Written problem: Transcribe word for word the lines spanning the line with "request: segment every instance of the dog's shadow" through the end of the records.

Supplied records:
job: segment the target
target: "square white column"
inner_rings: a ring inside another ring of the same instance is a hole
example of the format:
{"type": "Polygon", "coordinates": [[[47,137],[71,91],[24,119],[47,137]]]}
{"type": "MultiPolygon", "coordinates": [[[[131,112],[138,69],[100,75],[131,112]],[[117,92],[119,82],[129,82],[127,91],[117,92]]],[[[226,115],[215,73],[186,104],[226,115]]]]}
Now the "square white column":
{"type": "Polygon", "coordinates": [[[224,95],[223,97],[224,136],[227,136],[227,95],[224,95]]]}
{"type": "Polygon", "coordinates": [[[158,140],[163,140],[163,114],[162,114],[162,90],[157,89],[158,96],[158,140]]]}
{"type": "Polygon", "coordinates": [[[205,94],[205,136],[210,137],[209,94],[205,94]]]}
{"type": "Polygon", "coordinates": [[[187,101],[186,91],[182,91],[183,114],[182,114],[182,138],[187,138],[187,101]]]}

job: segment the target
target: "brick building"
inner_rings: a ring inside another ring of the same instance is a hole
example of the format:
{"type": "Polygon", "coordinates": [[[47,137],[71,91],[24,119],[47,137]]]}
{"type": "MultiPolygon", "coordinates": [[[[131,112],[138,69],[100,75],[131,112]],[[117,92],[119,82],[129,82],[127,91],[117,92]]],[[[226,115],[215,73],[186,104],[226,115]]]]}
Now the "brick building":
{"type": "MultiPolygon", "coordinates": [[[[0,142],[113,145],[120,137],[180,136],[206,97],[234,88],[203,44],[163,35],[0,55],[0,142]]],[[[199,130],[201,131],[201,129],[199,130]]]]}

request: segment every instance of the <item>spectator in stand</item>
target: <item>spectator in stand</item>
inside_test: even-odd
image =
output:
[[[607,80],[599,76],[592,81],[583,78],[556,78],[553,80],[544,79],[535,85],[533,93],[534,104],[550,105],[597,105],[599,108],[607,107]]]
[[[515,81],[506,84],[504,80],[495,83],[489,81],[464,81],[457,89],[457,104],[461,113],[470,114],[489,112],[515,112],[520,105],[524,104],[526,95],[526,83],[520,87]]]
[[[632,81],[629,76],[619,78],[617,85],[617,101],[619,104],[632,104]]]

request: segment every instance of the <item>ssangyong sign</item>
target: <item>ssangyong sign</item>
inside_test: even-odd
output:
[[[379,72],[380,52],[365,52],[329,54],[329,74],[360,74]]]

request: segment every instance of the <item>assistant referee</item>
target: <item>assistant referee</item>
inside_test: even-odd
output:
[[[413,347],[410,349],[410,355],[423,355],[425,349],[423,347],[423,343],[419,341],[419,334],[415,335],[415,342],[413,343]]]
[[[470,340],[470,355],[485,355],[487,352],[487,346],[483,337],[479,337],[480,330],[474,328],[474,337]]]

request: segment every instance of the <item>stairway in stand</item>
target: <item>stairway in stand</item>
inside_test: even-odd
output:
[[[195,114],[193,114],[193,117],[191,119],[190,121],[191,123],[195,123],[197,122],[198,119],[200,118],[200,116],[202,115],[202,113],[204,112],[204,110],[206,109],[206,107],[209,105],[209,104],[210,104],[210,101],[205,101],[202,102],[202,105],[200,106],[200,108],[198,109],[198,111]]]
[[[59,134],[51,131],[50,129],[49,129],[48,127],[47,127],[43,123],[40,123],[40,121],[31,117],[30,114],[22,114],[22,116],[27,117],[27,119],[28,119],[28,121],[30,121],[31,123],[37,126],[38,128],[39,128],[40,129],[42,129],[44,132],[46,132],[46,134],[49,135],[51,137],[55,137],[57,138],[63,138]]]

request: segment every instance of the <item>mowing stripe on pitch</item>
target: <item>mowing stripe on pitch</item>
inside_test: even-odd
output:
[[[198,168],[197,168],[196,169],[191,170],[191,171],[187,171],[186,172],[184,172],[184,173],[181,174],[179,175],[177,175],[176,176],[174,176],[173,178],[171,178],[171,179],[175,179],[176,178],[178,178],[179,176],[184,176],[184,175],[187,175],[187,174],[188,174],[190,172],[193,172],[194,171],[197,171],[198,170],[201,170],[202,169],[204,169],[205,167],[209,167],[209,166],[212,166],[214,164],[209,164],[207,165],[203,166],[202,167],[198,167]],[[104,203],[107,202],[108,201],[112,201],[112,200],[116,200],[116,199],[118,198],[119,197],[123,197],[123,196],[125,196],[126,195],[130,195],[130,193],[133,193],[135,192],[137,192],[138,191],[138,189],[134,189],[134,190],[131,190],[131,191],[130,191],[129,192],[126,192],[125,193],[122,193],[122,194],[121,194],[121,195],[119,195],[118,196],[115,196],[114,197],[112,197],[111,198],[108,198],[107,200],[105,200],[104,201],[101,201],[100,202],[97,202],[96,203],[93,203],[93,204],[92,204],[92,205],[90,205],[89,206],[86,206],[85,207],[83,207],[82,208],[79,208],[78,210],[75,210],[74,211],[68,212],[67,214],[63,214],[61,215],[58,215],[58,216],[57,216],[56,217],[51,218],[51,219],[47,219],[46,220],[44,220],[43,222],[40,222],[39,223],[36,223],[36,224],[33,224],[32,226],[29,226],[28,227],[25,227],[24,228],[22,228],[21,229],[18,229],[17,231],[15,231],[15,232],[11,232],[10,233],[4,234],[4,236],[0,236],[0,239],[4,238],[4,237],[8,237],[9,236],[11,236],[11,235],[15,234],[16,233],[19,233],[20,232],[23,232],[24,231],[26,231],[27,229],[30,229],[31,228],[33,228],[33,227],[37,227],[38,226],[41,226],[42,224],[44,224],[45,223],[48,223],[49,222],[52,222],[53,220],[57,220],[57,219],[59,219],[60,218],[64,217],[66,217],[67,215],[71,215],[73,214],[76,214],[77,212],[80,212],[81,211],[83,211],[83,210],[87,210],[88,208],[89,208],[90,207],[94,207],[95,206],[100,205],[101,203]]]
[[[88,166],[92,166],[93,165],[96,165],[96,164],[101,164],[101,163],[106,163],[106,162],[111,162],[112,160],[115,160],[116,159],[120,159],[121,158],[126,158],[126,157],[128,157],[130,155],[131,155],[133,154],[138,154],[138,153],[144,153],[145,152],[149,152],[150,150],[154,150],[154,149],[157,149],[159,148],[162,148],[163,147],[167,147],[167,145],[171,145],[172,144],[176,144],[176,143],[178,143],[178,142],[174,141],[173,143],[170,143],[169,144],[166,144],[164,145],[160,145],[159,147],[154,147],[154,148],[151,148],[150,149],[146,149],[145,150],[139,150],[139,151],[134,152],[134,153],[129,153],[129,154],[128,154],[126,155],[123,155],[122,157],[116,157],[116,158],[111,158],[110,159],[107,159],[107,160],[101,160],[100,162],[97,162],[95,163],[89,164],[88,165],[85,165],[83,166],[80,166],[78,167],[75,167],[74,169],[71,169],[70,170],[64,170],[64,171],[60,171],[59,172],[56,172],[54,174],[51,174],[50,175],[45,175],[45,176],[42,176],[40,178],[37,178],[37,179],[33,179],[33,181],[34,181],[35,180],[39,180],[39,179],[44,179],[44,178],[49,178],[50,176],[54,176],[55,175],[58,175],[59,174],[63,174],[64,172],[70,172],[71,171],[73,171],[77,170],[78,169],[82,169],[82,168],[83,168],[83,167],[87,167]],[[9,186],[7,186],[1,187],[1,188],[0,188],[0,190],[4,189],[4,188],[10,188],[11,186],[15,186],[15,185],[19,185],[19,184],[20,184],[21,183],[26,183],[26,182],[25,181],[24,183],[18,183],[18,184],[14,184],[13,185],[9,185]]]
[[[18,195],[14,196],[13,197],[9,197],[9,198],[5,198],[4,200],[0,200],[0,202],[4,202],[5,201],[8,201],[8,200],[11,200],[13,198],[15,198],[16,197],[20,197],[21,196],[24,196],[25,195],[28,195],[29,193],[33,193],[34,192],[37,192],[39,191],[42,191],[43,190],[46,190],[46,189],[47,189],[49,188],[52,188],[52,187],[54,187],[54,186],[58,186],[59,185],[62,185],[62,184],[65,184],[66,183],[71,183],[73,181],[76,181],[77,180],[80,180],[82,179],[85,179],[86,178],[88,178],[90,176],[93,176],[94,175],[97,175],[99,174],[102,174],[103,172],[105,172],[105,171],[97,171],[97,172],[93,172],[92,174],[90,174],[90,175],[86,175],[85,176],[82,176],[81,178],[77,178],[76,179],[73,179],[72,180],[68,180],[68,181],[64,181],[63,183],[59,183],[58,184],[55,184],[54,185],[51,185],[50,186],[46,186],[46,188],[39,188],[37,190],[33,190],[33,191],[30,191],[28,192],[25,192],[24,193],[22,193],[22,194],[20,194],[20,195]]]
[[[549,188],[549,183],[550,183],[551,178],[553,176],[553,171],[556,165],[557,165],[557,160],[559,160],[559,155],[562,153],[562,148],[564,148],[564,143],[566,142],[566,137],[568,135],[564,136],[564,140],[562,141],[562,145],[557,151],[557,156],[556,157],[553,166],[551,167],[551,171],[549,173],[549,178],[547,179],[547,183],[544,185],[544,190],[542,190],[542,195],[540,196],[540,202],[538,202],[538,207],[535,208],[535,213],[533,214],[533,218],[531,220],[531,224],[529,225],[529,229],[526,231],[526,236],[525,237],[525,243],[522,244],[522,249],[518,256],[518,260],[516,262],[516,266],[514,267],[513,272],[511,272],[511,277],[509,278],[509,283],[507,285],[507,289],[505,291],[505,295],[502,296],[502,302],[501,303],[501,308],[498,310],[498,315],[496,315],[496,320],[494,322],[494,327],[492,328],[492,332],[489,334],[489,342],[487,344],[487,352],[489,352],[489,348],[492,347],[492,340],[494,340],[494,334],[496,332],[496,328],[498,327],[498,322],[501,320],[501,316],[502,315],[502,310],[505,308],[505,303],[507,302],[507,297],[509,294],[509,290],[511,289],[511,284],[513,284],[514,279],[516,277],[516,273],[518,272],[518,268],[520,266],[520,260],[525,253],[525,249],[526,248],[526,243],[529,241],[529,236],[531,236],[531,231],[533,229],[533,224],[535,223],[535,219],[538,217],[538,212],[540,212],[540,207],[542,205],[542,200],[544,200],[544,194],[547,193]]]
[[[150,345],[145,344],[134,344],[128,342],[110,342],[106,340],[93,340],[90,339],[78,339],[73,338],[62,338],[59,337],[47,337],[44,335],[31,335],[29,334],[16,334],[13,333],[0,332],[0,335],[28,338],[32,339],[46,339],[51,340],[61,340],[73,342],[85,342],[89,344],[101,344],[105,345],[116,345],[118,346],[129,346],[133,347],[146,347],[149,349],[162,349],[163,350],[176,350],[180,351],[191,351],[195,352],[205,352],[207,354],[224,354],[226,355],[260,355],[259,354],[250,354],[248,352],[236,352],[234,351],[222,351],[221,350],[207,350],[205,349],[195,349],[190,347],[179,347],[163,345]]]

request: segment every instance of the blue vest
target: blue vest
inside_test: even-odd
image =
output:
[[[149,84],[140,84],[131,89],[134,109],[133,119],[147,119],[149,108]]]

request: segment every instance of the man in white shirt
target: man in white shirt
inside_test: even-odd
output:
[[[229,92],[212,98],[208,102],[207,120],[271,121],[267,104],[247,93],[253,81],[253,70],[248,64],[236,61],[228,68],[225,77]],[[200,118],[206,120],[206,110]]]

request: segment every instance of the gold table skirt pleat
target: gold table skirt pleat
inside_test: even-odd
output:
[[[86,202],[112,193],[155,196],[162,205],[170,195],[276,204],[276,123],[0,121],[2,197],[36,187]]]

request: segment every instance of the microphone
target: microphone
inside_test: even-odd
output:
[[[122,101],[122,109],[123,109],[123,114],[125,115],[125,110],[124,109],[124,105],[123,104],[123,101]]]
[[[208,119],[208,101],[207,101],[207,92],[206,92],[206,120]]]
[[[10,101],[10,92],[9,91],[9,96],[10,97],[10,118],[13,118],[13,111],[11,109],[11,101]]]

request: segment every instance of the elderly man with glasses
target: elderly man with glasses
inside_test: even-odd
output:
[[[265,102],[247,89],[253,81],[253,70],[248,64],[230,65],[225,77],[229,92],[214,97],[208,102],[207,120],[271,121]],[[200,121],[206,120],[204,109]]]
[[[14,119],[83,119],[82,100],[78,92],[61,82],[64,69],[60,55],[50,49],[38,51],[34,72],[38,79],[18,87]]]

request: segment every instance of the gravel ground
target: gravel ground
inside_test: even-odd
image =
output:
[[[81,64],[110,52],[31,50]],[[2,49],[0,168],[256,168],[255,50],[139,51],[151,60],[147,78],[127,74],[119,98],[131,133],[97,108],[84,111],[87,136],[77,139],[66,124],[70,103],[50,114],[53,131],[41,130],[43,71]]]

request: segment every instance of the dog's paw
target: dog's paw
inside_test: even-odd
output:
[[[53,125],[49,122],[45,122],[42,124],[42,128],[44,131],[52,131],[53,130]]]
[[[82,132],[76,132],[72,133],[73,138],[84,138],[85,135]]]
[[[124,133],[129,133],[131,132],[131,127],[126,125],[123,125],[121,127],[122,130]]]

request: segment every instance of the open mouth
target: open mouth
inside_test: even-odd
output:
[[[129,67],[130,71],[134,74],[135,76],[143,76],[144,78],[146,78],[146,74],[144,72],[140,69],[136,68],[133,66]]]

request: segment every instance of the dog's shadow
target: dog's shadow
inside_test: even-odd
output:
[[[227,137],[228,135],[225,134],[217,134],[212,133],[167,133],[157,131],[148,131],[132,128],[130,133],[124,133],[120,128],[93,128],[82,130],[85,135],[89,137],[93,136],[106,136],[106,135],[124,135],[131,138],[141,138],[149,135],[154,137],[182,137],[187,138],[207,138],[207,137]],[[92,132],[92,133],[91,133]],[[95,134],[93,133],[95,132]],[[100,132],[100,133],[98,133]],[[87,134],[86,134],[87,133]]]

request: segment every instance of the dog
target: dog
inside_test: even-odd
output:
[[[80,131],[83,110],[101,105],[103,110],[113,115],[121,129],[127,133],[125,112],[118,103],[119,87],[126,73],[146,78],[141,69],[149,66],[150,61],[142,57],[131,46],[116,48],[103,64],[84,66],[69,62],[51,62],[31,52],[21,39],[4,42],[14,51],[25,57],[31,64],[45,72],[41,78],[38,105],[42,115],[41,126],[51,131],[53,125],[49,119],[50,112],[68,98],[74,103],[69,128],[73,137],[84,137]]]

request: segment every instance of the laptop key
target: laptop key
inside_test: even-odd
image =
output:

Exercise result:
request: segment every instance of the dog's shadow
target: dog's shadow
inside_test: even-odd
output:
[[[227,137],[228,135],[225,134],[217,134],[212,133],[167,133],[157,131],[148,131],[132,128],[130,133],[124,133],[120,128],[93,128],[82,130],[85,135],[89,137],[93,136],[106,136],[106,135],[124,135],[131,138],[141,138],[149,135],[154,137],[182,137],[187,138],[207,138],[207,137]],[[92,132],[92,133],[91,133]],[[95,134],[93,133],[95,132]],[[100,132],[100,133],[98,133]],[[87,134],[86,134],[87,133]]]

request: segment every instance of the dog
target: dog
inside_test: even-odd
output:
[[[80,131],[83,110],[101,105],[103,110],[113,115],[121,129],[127,133],[125,112],[118,103],[119,87],[126,73],[146,78],[141,69],[149,66],[150,61],[142,57],[131,46],[116,48],[103,64],[84,66],[69,62],[51,62],[31,52],[21,39],[4,42],[14,51],[25,57],[31,64],[45,72],[41,78],[38,105],[42,115],[41,126],[51,131],[53,125],[49,119],[50,112],[68,98],[74,103],[69,128],[73,137],[84,137]]]

request: segment every instance of the laptop key
target: laptop key
inside_test: even-odd
image =
output:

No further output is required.